= Page excerpt =

The latest file system corruption issue (Nominally fixed by ffe81d45322c ("blk-mq: fix corruption with direct issue") later fixed by c616cbee97ae ("blk-mq: punt failed direct issue to dispatch list")) brought a lot of rightfully concerned users asking about release schedules. 4.18 went EOL on Nov 21 and Fedora rebased to 4.19.3 on Nov 23. When the issue started getting visibility, users were left with the option of running known EOL 4.18.x kernels or running a 4.19 series that could corrupt their data. Admittedly, the risk of running the EOL kernel was pretty low given how recent it was, but it's still not a great look to tell people to run something marked EOL.
I'm wondering if there's anything we can do to make things easier on kernel consumers. Bugs will certainly happen but it really makes it hard to push the "always run the latest stable" narrative if there isn't a good fallback when things go seriously wrong. I don't actually have a great proposal for a solution here other than retroactively bringing back 4.18 (which I don't think Greg would like) but I figured I should at least bring it up.
Thanks, Laura
Hi Laura,
On Fri, Dec 07, 2018 at 04:33:10PM -0800, Laura Abbott wrote:
The latest file system corruption issue (Nominally fixed by ffe81d45322c ("blk-mq: fix corruption with direct issue") later fixed by c616cbee97ae ("blk-mq: punt failed direct issue to dispatch list")) brought a lot of rightfully concerned users asking about release schedules. 4.18 went EOL on Nov 21 and Fedora rebased to 4.19.3 on Nov 23. When the issue started getting visibility, users were left with the option of running known EOL 4.18.x kernels or running a 4.19 series that could corrupt their data. Admittedly, the risk of running the EOL kernel was pretty low given how recent it was, but it's still not a great look to tell people to run something marked EOL.
I'm wondering if there's anything we can do to make things easier on kernel consumers. Bugs will certainly happen but it really makes it hard to push the "always run the latest stable" narrative if there isn't a good fallback when things go seriously wrong. I don't actually have a great proposal for a solution here other than retroactively bringing back 4.18 (which I don't think Greg would like) but I figured I should at least bring it up.
This type of problem may happen once in a while but fortunately is extremely rare, so I guess it can be addressed with unusual methods.
For my use cases, I always make sure that the last two LTS branches work fine. Since there's some great maintenance overlap between LTS branches, I can quickly switch to 4.14.x (or even 4.9.x) if this happens. In our products we make sure that our toolchain is built with support for the previous kernel as well "just in case". We've never switched back and will probably never do, but at least it serves us a lot to compare strange behaviours between two kernels.
I think that if your distro is functionally and technically compatible with the previous LTS branch, it could be an acceptable escape for users who are concerned about their data and their security at the same time. After all, previous LTS branches are there for those who can't upgrade. In my opinion this situation perfectly qualifies.
But it requires some preparation like I mentioned. It might be that some components in the distro rely on features from the very latest kernels. At the very least it might deserve a bit of inspection to know if such dependencies exist, and/or what is lost in case of such a fall back, to warn users.

= Directions =
**A)** List every distinct kernel release series, by major and minor version number, that the kernel fallback thread mentions.
**B)** In the kernel fallback thread, on what date did Fedora rebase to 4.19.3?
**C)** Write the next part of the kernel fallback thread, starting after its last sentence.

= Dataset items =
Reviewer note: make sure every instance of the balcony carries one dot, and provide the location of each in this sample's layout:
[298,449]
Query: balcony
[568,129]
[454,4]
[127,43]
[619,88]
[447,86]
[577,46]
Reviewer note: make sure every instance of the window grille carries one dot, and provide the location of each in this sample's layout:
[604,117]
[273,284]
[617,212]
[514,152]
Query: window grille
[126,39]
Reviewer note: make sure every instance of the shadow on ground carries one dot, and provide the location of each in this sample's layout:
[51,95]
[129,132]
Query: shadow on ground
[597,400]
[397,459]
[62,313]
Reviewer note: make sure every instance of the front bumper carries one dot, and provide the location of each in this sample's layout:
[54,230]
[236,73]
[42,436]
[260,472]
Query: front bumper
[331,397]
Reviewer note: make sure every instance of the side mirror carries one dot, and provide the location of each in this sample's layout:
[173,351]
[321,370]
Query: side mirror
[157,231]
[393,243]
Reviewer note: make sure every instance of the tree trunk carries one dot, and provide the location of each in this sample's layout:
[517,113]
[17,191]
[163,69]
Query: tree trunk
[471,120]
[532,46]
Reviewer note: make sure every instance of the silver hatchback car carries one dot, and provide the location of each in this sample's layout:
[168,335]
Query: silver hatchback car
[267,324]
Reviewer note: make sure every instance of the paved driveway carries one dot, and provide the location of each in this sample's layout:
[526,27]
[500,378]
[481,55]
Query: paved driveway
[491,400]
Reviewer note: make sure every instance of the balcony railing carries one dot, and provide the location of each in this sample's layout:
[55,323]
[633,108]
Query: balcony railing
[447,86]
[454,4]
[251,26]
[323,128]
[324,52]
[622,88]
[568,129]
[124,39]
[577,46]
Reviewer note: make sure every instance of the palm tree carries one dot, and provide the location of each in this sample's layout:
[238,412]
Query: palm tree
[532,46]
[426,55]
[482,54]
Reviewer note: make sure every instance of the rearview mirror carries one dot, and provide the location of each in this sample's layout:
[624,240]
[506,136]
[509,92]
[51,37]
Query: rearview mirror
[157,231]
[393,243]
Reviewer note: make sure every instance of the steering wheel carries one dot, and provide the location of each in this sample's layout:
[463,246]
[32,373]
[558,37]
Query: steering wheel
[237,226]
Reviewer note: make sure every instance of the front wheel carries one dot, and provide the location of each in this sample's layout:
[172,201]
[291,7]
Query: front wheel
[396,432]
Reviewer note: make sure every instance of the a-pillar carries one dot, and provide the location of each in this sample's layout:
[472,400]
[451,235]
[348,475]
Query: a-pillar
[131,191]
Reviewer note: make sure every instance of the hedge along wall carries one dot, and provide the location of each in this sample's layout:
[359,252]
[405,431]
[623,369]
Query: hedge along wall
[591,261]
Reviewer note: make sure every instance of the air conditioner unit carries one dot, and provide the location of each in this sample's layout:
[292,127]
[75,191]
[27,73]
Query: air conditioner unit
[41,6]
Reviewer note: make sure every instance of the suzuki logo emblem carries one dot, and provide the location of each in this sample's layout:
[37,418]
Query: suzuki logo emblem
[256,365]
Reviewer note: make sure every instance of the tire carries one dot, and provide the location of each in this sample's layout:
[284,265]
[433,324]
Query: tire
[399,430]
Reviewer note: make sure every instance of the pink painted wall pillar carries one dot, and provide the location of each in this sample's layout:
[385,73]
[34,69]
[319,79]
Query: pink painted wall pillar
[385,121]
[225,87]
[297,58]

= Exercise answers =
**A)** 4.18, 4.19, 4.14, 4.9

**B)** Nov 23

**C)**
Just my two cents, Willy
On Fri, Dec 07, 2018 at 04:33:10PM -0800, Laura Abbott wrote:
The latest file system corruption issue (Nominally fixed by ffe81d45322c ("blk-mq: fix corruption with direct issue") later fixed by c616cbee97ae ("blk-mq: punt failed direct issue to dispatch list")) brought a lot of rightfully concerned users asking about release schedules. 4.18 went EOL on Nov 21 and Fedora rebased to 4.19.3 on Nov 23. When the issue started getting visibility, users were left with the option of running known EOL 4.18.x kernels or running a 4.19 series that could corrupt their data. Admittedly, the risk of running the EOL kernel was pretty low given how recent it was, but it's still not a great look to tell people to run something marked EOL.
I'm wondering if there's anything we can do to make things easier on kernel consumers. Bugs will certainly happen but it really makes it hard to push the "always run the latest stable" narrative if there isn't a good fallback when things go seriously wrong. I don't actually have a great proposal for a solution here other than retroactively bringing back 4.18 (which I don't think Greg would like) but I figured I should at least bring it up.
A nice step forward would have been if someone could have at least _told_ the stable maintainer (i.e. me) that there was such a serious bug out there. That didn't happen here and I only found out about it accidentally by happening to talk to a developer who was on the bugzilla thread at a totally random meeting last Wednesday.
There was also not an email thread that I could find once I found out about the issue. By that time the bug was fixed and all I could do was wait for it to hit Linus's tree (and even then, I had to wait for the fix to the fix...) If I had known about it earlier, I would have reverted the change that caused this.
I would start by looking at how we at least notify people of major issues like this. Yes it was complex and originally blamed on both btrfs and ext4 changes, and it was dependant on using a brand-new .config file which no kernel developers use (and it seems no distro uses either, which protected Fedora and others at the least!)
There will always be bugs and exceptions and personally I think that the rarity of this one was such that it is a rare event and adding the requirement that I have to maintain more than one set of stable trees for longer isn't going to happen (yeah, I know you said you didn't expect that, but I know others mentioned it to me...)
So I don't know what to say here other than please tell me about major issues like this and don't rely on me getting lucky and hearing about it on my own.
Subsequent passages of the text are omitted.